**Task instructions:**
Copy the stretch of the material below from the line containing "Reviewer note: check that each instance of the microwave" through its end, swapping "microwave oven" for "toaster oven" and leaving everything else unchanged.

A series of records
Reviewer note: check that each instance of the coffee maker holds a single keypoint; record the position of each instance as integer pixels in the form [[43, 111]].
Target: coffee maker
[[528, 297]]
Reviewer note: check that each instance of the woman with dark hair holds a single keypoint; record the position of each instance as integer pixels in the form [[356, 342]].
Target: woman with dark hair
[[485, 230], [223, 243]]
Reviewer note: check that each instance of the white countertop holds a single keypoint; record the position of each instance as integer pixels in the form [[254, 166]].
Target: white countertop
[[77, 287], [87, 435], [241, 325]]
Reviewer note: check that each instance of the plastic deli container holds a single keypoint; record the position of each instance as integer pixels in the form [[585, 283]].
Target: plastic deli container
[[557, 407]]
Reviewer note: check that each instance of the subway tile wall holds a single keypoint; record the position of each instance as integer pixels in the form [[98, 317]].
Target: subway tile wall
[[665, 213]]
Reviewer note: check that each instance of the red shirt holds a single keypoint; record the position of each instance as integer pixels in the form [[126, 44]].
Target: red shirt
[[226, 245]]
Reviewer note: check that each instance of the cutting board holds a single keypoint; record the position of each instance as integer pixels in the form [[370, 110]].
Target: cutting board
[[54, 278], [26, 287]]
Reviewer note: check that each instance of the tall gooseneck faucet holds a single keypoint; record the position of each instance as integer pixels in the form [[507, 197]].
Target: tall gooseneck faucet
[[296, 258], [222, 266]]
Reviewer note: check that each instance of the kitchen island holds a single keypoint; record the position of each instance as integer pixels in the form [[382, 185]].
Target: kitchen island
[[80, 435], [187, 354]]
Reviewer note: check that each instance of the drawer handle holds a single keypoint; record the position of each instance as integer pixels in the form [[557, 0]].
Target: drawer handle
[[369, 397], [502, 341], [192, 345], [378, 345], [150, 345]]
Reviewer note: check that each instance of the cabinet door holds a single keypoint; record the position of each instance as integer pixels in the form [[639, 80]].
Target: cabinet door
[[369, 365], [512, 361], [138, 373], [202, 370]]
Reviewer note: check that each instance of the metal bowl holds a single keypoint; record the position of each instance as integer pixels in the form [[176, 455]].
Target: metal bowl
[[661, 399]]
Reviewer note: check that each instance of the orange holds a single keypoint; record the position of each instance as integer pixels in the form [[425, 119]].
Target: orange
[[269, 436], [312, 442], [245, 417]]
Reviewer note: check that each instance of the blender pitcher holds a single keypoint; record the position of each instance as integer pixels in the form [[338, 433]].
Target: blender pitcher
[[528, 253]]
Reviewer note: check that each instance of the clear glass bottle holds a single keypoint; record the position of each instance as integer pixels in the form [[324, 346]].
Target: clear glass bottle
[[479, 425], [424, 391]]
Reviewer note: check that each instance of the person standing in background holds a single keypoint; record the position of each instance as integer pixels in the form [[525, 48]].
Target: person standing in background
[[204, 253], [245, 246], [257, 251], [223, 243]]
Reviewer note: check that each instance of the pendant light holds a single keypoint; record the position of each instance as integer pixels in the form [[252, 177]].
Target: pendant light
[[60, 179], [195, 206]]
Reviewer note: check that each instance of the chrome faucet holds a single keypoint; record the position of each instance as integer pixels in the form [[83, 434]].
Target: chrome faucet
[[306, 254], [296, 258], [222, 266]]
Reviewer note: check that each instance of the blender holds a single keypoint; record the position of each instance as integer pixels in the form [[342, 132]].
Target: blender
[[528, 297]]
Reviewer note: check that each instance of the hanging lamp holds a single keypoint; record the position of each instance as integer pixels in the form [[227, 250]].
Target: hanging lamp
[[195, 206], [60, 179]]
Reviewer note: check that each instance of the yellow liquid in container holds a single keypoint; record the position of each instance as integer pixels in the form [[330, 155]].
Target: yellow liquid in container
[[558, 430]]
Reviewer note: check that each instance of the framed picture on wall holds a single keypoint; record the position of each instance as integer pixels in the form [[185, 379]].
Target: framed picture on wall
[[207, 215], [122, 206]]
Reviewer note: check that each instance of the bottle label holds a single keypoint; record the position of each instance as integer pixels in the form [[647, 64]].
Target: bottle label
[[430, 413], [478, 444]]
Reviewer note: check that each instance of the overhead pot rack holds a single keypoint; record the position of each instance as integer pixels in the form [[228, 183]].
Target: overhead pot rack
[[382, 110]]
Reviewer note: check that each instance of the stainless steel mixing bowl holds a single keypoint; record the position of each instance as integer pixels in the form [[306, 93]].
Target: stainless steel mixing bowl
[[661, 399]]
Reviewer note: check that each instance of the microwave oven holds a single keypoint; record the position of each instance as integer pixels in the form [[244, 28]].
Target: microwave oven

**Reply:**
Reviewer note: check that each instance of the toaster oven holds a single keypoint; record the position of each instance as integer pixels in the form [[244, 28]].
Target: toaster oven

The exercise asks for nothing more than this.